<<<<

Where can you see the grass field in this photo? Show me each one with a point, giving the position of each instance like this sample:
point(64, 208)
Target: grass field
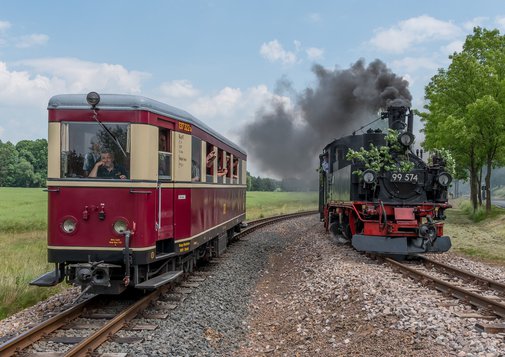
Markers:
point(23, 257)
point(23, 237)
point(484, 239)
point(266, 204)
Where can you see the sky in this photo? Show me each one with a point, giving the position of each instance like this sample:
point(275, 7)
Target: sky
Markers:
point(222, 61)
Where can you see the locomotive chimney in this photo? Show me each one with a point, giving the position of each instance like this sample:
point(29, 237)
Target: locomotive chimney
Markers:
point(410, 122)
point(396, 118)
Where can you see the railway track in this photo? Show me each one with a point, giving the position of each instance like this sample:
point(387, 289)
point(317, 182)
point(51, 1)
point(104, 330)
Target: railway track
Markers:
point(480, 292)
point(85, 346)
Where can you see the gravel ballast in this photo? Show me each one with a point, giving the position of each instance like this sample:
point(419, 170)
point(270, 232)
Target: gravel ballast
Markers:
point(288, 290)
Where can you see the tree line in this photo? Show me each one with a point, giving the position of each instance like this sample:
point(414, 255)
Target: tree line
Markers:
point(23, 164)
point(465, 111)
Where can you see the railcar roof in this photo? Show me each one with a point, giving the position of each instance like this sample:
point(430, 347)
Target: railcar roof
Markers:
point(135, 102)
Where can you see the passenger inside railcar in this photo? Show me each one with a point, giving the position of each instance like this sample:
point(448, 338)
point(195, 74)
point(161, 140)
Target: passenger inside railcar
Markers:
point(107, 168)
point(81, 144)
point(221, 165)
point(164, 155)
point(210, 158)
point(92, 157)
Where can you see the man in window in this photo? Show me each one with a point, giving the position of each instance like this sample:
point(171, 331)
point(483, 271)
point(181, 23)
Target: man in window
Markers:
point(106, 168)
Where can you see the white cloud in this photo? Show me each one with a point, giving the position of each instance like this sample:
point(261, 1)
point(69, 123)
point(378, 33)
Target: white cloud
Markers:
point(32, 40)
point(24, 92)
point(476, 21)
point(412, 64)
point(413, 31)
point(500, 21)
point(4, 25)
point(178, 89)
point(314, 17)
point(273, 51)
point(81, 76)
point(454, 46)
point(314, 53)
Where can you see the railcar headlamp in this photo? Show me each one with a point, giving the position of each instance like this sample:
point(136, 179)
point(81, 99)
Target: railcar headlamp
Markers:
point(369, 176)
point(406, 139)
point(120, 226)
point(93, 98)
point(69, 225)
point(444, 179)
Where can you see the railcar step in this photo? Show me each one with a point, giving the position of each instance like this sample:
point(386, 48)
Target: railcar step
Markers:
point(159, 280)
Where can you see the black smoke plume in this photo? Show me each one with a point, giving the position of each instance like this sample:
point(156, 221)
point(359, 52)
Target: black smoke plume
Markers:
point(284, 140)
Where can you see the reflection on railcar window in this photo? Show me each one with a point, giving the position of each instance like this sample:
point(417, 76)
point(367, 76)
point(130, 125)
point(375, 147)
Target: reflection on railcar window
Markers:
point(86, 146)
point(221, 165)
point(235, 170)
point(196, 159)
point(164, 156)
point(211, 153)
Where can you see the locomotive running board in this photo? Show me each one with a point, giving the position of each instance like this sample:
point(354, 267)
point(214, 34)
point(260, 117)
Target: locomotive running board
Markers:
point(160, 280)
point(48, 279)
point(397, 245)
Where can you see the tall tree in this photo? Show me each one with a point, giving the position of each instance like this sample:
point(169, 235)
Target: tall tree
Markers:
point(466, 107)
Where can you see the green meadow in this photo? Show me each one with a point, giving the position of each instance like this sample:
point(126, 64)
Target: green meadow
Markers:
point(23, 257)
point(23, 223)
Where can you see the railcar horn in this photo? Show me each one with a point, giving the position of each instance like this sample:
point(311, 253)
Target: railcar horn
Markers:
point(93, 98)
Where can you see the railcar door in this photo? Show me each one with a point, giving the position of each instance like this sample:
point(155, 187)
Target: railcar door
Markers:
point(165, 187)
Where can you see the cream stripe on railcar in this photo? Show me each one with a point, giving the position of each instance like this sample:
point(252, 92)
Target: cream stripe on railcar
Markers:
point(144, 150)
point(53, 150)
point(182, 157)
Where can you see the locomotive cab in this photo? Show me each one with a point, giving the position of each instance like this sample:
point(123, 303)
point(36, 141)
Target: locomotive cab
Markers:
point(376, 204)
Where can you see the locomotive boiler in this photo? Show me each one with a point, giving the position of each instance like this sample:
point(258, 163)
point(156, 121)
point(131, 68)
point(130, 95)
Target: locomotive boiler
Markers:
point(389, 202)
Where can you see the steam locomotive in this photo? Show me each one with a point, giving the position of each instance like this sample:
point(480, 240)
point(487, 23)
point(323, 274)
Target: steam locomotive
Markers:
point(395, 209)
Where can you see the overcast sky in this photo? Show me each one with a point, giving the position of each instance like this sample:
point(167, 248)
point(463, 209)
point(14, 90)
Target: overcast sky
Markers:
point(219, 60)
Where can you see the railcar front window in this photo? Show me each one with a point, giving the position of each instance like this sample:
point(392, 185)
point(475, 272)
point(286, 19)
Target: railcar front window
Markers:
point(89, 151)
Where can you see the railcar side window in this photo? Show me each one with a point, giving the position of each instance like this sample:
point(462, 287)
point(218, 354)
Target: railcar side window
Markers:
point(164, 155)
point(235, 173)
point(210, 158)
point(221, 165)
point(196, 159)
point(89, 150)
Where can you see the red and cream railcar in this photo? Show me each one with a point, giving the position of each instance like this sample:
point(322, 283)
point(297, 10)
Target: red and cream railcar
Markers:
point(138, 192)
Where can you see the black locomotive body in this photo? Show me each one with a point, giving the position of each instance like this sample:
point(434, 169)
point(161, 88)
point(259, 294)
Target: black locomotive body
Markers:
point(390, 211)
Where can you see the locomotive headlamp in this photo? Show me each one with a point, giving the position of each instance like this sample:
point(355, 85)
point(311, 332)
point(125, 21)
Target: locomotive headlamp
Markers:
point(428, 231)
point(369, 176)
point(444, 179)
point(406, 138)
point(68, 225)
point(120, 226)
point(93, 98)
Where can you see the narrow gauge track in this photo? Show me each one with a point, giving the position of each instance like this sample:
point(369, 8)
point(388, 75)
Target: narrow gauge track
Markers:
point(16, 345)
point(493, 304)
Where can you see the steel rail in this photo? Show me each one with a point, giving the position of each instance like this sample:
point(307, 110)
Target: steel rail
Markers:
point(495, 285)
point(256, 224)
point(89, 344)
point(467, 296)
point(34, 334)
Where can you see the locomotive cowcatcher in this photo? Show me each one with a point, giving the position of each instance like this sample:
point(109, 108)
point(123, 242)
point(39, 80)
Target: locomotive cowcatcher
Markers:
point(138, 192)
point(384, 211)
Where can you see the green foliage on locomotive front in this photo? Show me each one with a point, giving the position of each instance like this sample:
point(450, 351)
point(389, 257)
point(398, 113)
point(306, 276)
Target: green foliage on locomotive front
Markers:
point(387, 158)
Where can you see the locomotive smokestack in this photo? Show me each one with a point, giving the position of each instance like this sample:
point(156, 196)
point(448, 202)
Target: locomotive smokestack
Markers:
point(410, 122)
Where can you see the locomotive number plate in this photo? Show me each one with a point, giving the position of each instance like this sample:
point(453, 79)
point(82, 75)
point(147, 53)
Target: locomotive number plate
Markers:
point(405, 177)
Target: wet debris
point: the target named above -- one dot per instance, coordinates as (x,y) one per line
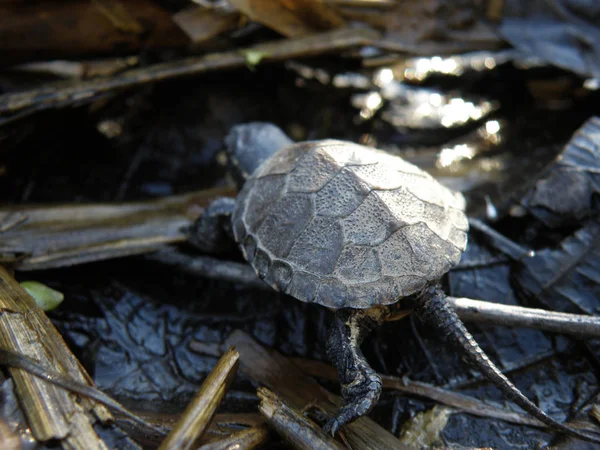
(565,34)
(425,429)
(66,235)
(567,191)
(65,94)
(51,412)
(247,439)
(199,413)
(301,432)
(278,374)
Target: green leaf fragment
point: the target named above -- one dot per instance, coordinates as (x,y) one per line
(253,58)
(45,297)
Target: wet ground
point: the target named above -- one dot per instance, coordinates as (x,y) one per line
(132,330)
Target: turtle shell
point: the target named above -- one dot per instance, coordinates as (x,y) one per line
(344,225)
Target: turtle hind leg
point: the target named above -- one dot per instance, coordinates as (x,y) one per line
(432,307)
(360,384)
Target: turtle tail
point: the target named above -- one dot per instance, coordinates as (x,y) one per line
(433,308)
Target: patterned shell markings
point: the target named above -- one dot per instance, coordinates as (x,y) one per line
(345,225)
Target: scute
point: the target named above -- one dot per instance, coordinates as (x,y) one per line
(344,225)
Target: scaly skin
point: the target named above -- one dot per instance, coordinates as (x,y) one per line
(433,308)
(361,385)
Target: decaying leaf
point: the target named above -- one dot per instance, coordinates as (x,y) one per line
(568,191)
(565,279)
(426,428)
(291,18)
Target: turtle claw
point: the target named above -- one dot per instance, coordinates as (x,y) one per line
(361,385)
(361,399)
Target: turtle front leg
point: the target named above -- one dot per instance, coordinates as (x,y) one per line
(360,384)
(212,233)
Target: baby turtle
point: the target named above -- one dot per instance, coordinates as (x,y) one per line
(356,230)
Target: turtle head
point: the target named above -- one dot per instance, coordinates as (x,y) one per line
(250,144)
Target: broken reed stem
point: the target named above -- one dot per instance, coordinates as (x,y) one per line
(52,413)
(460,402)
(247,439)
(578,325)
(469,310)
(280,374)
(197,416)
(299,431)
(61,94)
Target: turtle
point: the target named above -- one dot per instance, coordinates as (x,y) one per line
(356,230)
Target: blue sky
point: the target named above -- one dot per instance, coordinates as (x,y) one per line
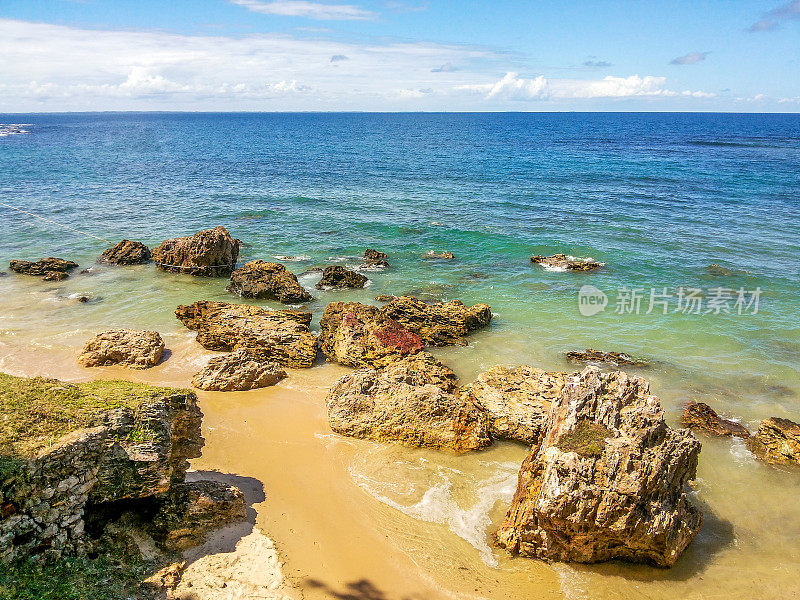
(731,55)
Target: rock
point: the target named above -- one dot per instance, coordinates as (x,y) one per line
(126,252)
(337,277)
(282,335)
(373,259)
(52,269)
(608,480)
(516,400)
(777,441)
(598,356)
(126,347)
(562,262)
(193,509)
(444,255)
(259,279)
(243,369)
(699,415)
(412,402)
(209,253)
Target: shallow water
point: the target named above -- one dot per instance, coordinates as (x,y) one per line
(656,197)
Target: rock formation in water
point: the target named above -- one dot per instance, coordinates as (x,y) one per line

>>>>

_Exercise requirements:_
Rewrite the lines from the line with "Where can you see the tree" up to and including the line with "point(106, 168)", changing every "railcar" to "train car" and leaving everything else the same.

_The answer:_
Where can you see the tree line in this photo? Show me each one with a point, giving the position of each instance like this sample:
point(414, 255)
Target: tree line
Markers:
point(23, 164)
point(465, 111)
Where can you see the train car roof in this photo? Show me each one with a point, giving the position of each instance like this sample:
point(430, 347)
Target: train car roof
Markers:
point(135, 102)
Where can you see the passenger inside train car in this photo? Show me each one with a point, giving the position of each instance like this sample:
point(448, 338)
point(195, 74)
point(161, 140)
Target: passenger inside train car
Markers:
point(107, 168)
point(81, 144)
point(221, 165)
point(164, 155)
point(210, 158)
point(92, 157)
Where can you see the man in window in this photo? Show me each one with a point, giving the position of each instance like this sample:
point(171, 331)
point(483, 271)
point(181, 23)
Target: man in window
Markers:
point(106, 168)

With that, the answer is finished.